### [Prompt 1]
In the title-case thread, write out the stretch from "Develop Reference" through "make this work.", swapping "exercise" for "assignment".
### [Prompt 2]
Answer these from the title-case thread:
(a) Which three methods does the exercise name as ones to use?
(b) Which words are listed in the IGNORE constant?
(c) In the reported error, what output was received instead of "The Great Gatsby"?

Develop Reference

Converting string to proper title case

I have this exercise:
Write a Title class which is initialized with a string.
It has one method -- fix -- which should return a title-cased version of the string:
Title.new("a title of a book").fix =
A Title of a Book
You'll need to use conditional logic - if and else statements - to make this work.
Make sure you read the test specification carefully so you understand the conditional logic to be implemented.
Some methods you'll want to use:
String#downcase
String#capitalize
Array#include?
Also, here is the Rspec, I should have included that:
describe "Title" do
describe "fix" do
it "capitalizes the first letter of each word" do
expect( Title.new("the great gatsby").fix ).to eq("The Great Gatsby")
end
it "works for words with mixed cases" do
expect( Title.new("liTTle reD Riding hOOD").fix ).to eq("Little Red Riding Hood")
end
it "downcases articles" do
expect( Title.new("The lord of the rings").fix ).to eq("The Lord of the Rings")
expect( Title.new("The sword And The stone").fix ).to eq("The Sword and the Stone")
expect( Title.new("the portrait of a lady").fix ).to eq("The Portrait of a Lady")
end
it "works for strings with all uppercase characters" do
expect( Title.new("THE SWORD AND THE STONE").fix ).to eq("The Sword and the Stone")
end
end
end
Thank you #simone, I incorporated your suggestions:
class Title
attr_accessor :string
def initialize(string)
#string = string
end
IGNORE = %w(the of a and)
def fix
s = string.split(' ')
s.map do |word|
words = word.downcase
if IGNORE.include?(word)
words
else
words.capitalize
end
end
s.join(' ')
end
end
Although I'm still running into errors when running the code:
expected: "The Great Gatsby"
got: "the great gatsby"
(compared using ==)
exercise_spec.rb:6:in `block (3 levels) in <top (required)>'
From my beginner's perspective, I cannot see what I'm doing wrong?
Final edit: I just wanted to say thanks for all the effort every one put in in assisting me earlier. I'll show the final working code I was able to produce:
class Title
attr_accessor :string
def initialize(string)
#string = string
end
def fix
word_list = %w{a of and the}
a = string.downcase.split(' ')
b = []
a.each_with_index do |word, index|
if index == 0 || !word_list.include?(word)
b << word.capitalize
else
b << word
end
end
b.join(' ')
end
end

Here's a possible solution.

### [Records]
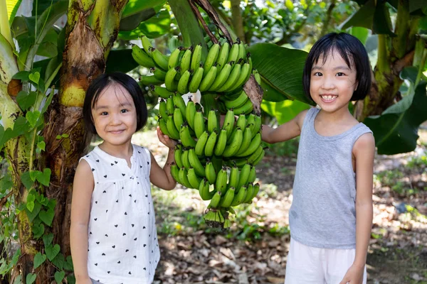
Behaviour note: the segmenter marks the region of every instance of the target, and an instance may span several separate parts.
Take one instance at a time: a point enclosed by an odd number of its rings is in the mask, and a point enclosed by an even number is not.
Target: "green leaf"
[[[379,154],[412,151],[418,138],[418,129],[427,120],[426,83],[386,109],[381,116],[369,116],[364,123],[374,132]]]
[[[61,271],[60,272],[56,271],[55,273],[55,280],[57,283],[62,283],[62,280],[65,276],[65,272],[64,271]]]
[[[288,98],[312,104],[302,89],[302,70],[307,53],[272,43],[256,43],[249,48],[253,67],[268,84]]]
[[[48,209],[48,211],[42,210],[38,213],[38,218],[43,221],[46,225],[51,226],[53,217],[55,216],[55,211],[53,209]],[[49,258],[51,259],[51,258]]]
[[[28,273],[25,278],[25,282],[26,284],[32,284],[34,283],[34,281],[36,281],[36,278],[37,275],[36,274]]]
[[[16,96],[16,102],[23,111],[26,111],[36,102],[37,99],[37,93],[36,92],[30,92],[27,93],[25,91],[21,91]]]
[[[44,243],[45,247],[49,246],[49,245],[52,244],[52,240],[53,240],[53,234],[44,235],[43,236],[43,242]]]
[[[30,177],[30,172],[25,172],[21,175],[21,181],[28,190],[31,188],[34,184],[34,181],[31,180],[31,178]]]
[[[263,100],[261,104],[261,109],[268,114],[275,117],[279,124],[290,121],[300,112],[308,109],[310,107],[309,104],[290,99],[280,102]]]
[[[123,9],[122,18],[129,17],[147,9],[164,5],[165,3],[166,0],[130,0]]]
[[[33,225],[33,236],[34,237],[34,239],[37,239],[40,238],[41,236],[43,236],[43,234],[44,234],[44,225],[43,224],[39,224],[38,225],[36,225],[36,224]]]
[[[46,248],[46,249],[48,258],[51,261],[52,261],[53,258],[55,258],[55,257],[58,255],[58,253],[59,253],[59,251],[60,251],[60,248],[58,244],[55,246],[51,245]]]
[[[41,253],[36,253],[34,256],[34,269],[36,269],[38,266],[41,266],[43,262],[46,260],[46,255],[41,254]]]
[[[36,124],[40,117],[40,111],[28,111],[25,115],[25,117],[27,119],[30,125],[32,127],[36,126]]]
[[[111,50],[107,59],[105,73],[122,72],[127,73],[139,66],[132,57],[131,49]]]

### [Complete output 1]
Develop Reference

Converting string to proper title case

I have this assignment:
Write a Title class which is initialized with a string.
It has one method -- fix -- which should return a title-cased version of the string:
Title.new("a title of a book").fix =
A Title of a Book
You'll need to use conditional logic - if and else statements - to make this work.

### [Complete output 2]
(a) String#downcase, String#capitalize and Array#include?
(b) the, of, a and and
(c) "the great gatsby"